→ **To do**:
Can you copy, word for word, the part of the article on the Falcon House investigation between "Last month, police" and "sexual, were found.", inclusive?

→ **Text for analysis**:
▶

Investigators return to Falcon House

Police investigators and inquiring magistrate return to scene of the crime of New Year's Day double-murder.

Duncan Zammit and Nicholas Gera were both killed in the New Year's Day tragedy at Falcon House.
Duncan Zammit and Nicholas Gera were both killed in the New Year's Day tragedy at Falcon House.

Inquiring Magistrate Edwina Grima last night returned to Falcon House in Sliema in a bid to compile further evidence that could shed light on the events that led to the violent murder of two men on New Year's Day.

Accompanied by senior police investigators, forensic scientists and scene of crime officers, Magistrate Edwina Grima reportedly followed scene of crime officers break the seals on the penthouse doors and operate a new sophisticated forensic tool which is used to uncover miniscule details of a person's passage inside a building.

The tool was brought to Malta for investigators to compare notes on details told to them by Claire Zammit Xuereb, the only witness to the crime which left her 37-year-old husband Duncan and his alleged aggressor Nicholas Gera both dead with multiple stab wounds.

Police remain puzzled on why Nicholas Gera had broken into the penthouse and attacked Duncan Zammit on New Year's Day.

Last month, police issued a fresh call for assistance from the general public in a bid to seek answers behind the motive for the aggression.

Assistant Police Commissioner Pierre Calleja told a press conference that the investigation yielded no link between the Zammit's, and Nicholas Gera.

According to an investigative reconstruction, Gera entered the penthouse through the communal door leading to the apartment's roof.

The traffic of some 35,000 phone calls and SMSs dating several months back, together with computer data were thoroughly analysed by a court appointed expert, but no evidence was found on a possible connection between the two men and the widow.

No links, of any kind, including sexual, were found.

While it remains unknown for how long Nicholas Gera was inside the apartment before he walked into the bedroom and attacked ZAmmit while allegedly asleep, police believe that Gera got a knife from the kitchen and walked into the bedroom and attacked Zammit with it.

It remains unknown if toxicology results on the two victims were completed and received by investigators, or whether fingerprint analysis on the second knife yielded any evidence of having been held by Claire Zammit who may have acted in self-defence.

Zammit has been interrogated - so far as a witness - for three times, while third parties, who allegedly were in contact with Nicholas Gera in the very early hours of New Year's Day after clocking off as a waiter in a Paceville restaurant.

◀

→ **Available data**:
▶

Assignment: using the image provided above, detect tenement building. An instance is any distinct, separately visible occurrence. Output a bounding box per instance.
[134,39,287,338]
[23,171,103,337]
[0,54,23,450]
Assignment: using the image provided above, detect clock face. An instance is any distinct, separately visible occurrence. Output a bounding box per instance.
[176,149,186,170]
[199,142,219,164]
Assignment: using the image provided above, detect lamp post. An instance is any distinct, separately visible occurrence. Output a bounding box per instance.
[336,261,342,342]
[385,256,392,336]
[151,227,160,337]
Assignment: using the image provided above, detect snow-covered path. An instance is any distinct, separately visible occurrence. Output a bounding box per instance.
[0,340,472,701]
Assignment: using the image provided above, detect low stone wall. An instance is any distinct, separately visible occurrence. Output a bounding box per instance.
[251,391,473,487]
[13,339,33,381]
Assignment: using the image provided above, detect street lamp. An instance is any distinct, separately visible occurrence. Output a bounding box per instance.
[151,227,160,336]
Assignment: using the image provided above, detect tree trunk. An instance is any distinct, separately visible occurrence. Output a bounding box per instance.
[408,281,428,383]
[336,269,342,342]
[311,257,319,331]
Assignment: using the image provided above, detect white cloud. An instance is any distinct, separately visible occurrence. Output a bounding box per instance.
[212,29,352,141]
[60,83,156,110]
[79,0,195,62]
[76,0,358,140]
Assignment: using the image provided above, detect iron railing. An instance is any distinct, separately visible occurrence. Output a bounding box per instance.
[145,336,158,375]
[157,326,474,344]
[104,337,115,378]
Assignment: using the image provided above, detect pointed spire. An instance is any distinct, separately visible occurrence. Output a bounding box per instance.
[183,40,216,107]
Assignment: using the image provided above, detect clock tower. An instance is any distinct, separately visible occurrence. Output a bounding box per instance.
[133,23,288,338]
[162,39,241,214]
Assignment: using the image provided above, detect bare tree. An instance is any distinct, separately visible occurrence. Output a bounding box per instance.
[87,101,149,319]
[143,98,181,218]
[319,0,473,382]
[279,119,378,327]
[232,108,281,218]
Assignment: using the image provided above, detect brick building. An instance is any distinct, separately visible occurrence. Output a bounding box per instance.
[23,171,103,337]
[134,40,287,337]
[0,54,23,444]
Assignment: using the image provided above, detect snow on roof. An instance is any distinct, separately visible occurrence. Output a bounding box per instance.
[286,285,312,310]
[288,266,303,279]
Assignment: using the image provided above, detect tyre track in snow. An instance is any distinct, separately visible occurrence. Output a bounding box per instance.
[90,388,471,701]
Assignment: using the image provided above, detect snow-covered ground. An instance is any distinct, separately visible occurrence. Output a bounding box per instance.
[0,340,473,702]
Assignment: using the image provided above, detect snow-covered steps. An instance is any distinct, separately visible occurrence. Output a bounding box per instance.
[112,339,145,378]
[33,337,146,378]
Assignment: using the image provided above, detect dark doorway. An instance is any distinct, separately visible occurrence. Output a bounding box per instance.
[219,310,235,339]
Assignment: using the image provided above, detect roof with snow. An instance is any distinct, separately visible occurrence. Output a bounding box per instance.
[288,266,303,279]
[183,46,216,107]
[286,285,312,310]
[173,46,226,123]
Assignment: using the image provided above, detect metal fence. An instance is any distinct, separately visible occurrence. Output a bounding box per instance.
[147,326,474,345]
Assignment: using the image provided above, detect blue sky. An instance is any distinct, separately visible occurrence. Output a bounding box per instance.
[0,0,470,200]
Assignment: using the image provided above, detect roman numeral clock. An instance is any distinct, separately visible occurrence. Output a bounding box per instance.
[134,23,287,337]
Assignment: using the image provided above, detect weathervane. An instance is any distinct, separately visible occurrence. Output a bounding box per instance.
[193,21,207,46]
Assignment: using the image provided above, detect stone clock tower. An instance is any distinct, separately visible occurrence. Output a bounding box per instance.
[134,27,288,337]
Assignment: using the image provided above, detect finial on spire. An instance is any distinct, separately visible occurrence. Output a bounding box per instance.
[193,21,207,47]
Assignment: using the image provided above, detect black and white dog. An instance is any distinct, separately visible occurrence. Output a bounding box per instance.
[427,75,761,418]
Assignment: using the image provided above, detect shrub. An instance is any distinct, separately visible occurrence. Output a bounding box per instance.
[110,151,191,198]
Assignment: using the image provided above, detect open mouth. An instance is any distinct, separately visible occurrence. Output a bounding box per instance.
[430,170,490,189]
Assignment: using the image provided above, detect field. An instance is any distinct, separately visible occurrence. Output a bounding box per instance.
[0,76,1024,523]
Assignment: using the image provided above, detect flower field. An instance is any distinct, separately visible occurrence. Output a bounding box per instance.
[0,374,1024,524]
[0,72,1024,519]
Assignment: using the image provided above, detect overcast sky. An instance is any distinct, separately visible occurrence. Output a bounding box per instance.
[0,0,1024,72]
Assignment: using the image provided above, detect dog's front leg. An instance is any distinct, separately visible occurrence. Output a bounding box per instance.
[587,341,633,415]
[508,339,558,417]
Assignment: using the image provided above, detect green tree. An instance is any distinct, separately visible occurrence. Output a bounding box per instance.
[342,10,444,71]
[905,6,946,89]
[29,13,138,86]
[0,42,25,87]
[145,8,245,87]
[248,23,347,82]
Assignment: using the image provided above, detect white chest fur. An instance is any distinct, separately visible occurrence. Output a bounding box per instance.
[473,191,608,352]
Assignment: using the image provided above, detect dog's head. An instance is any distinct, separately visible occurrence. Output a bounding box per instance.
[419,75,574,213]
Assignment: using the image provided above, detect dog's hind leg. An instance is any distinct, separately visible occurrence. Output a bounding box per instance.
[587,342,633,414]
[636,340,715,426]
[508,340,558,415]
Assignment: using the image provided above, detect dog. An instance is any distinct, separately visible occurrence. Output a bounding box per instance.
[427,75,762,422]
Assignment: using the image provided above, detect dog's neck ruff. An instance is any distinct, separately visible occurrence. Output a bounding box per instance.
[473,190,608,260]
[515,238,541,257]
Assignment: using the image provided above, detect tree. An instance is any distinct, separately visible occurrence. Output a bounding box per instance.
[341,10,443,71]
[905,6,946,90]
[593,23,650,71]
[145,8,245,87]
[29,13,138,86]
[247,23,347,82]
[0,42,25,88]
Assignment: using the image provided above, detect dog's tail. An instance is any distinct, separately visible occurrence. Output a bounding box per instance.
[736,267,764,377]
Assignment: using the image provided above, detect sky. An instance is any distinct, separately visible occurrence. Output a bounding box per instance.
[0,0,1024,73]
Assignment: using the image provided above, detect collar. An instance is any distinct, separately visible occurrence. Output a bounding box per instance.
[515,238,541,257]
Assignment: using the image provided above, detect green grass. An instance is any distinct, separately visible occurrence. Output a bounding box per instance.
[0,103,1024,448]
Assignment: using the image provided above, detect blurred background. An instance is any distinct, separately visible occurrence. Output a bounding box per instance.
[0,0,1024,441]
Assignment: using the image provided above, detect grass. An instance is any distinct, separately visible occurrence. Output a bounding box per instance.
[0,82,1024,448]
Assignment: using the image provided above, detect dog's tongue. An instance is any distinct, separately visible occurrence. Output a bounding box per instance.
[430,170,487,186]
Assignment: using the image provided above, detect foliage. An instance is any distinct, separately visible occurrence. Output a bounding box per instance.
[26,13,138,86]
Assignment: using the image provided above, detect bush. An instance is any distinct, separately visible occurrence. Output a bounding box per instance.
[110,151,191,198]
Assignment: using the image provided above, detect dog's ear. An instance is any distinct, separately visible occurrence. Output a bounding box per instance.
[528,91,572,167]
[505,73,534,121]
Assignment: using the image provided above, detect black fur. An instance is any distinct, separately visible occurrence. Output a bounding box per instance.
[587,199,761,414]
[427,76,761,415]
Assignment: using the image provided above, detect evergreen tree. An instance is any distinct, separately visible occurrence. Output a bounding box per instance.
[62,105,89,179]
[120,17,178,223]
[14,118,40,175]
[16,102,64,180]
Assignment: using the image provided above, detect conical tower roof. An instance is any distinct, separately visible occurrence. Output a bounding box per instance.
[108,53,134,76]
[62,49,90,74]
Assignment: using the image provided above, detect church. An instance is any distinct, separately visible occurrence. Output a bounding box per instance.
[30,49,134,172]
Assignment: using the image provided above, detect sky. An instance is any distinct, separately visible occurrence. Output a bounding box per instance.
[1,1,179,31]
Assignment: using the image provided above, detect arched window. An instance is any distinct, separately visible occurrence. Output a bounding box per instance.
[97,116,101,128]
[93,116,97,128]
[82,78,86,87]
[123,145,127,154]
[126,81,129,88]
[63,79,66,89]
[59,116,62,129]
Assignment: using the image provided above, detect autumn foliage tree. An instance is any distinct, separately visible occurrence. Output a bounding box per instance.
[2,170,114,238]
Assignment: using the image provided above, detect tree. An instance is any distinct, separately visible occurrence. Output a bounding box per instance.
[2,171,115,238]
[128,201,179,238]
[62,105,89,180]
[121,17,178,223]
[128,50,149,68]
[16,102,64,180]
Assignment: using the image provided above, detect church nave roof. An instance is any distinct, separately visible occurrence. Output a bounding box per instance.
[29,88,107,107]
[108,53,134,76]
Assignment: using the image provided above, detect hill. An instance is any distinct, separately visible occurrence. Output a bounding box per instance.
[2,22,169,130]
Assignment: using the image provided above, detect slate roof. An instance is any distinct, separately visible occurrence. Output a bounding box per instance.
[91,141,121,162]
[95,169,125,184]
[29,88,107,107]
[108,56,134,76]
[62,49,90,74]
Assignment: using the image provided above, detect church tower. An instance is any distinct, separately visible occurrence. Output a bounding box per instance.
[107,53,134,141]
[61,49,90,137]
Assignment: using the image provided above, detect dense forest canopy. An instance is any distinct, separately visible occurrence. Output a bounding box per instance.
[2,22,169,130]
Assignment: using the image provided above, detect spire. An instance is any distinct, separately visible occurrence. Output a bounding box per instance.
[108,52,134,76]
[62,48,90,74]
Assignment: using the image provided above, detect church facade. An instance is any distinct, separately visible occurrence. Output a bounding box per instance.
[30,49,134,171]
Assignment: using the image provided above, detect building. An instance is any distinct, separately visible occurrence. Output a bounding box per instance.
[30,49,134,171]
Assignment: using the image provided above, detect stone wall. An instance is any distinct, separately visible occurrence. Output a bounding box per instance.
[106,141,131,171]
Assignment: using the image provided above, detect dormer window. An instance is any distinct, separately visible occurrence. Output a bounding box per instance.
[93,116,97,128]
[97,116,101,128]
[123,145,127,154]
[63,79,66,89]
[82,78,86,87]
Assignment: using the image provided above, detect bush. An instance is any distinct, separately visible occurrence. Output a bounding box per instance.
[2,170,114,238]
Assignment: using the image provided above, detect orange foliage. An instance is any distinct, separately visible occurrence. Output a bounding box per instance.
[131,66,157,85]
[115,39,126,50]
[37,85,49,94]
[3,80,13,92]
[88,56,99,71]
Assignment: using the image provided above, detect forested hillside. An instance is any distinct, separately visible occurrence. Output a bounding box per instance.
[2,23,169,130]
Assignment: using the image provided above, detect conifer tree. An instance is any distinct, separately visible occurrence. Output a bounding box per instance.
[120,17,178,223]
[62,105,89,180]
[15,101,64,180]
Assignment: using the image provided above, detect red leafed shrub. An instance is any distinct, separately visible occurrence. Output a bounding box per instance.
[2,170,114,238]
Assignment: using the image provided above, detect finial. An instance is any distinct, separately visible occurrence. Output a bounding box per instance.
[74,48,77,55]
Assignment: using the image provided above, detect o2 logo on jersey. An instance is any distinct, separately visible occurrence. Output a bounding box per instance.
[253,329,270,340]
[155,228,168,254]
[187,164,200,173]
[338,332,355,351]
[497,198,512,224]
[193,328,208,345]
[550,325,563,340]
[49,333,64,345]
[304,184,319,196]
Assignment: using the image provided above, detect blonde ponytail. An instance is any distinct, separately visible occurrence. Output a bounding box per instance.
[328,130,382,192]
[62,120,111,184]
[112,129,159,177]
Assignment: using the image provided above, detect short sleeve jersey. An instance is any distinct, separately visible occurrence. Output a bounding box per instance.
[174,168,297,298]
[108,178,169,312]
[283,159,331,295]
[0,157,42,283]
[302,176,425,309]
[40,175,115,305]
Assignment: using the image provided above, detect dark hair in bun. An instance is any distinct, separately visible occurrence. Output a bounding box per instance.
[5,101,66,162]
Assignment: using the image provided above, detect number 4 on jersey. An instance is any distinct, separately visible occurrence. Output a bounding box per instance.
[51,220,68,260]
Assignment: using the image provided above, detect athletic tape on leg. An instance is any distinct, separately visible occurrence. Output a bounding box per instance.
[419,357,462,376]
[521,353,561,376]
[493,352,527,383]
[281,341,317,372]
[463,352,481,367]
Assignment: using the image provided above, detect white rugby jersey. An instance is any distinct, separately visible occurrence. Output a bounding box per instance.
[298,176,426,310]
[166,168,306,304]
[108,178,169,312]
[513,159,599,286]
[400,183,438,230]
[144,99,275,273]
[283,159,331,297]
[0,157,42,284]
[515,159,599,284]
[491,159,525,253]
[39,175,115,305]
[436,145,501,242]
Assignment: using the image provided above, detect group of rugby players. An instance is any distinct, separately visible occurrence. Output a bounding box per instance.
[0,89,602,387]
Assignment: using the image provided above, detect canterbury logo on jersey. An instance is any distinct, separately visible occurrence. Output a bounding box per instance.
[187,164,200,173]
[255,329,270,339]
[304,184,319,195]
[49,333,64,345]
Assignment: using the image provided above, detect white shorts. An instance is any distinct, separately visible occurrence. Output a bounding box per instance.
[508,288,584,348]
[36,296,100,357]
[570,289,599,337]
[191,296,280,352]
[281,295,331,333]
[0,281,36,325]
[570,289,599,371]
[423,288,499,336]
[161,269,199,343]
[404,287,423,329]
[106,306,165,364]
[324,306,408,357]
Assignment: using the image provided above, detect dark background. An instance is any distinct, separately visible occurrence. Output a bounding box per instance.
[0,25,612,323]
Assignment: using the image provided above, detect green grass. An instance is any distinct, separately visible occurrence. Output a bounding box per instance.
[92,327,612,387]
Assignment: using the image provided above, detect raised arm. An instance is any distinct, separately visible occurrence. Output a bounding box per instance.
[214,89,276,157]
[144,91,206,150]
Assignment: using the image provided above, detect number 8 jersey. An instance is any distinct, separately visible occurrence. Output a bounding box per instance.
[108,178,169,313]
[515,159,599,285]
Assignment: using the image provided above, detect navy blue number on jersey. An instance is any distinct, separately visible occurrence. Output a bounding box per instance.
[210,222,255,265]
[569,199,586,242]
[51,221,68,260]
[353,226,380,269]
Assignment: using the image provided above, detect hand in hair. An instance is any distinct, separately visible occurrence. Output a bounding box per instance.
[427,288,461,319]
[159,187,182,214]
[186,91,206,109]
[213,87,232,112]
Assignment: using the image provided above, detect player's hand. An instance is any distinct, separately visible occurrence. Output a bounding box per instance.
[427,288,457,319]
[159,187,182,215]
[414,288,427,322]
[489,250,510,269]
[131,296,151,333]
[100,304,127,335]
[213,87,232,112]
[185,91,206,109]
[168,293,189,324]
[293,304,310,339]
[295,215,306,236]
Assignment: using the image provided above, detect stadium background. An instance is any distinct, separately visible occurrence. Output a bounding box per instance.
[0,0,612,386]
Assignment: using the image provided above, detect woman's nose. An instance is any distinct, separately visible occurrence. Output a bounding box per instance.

◀

→ **Solution below**:
Last month, police issued a fresh call for assistance from the general public in a bid to seek answers behind the motive for the aggression.

Assistant Police Commissioner Pierre Calleja told a press conference that the investigation yielded no link between the Zammit's, and Nicholas Gera.

According to an investigative reconstruction, Gera entered the penthouse through the communal door leading to the apartment's roof.

The traffic of some 35,000 phone calls and SMSs dating several months back, together with computer data were thoroughly analysed by a court appointed expert, but no evidence was found on a possible connection between the two men and the widow.

No links, of any kind, including sexual, were found.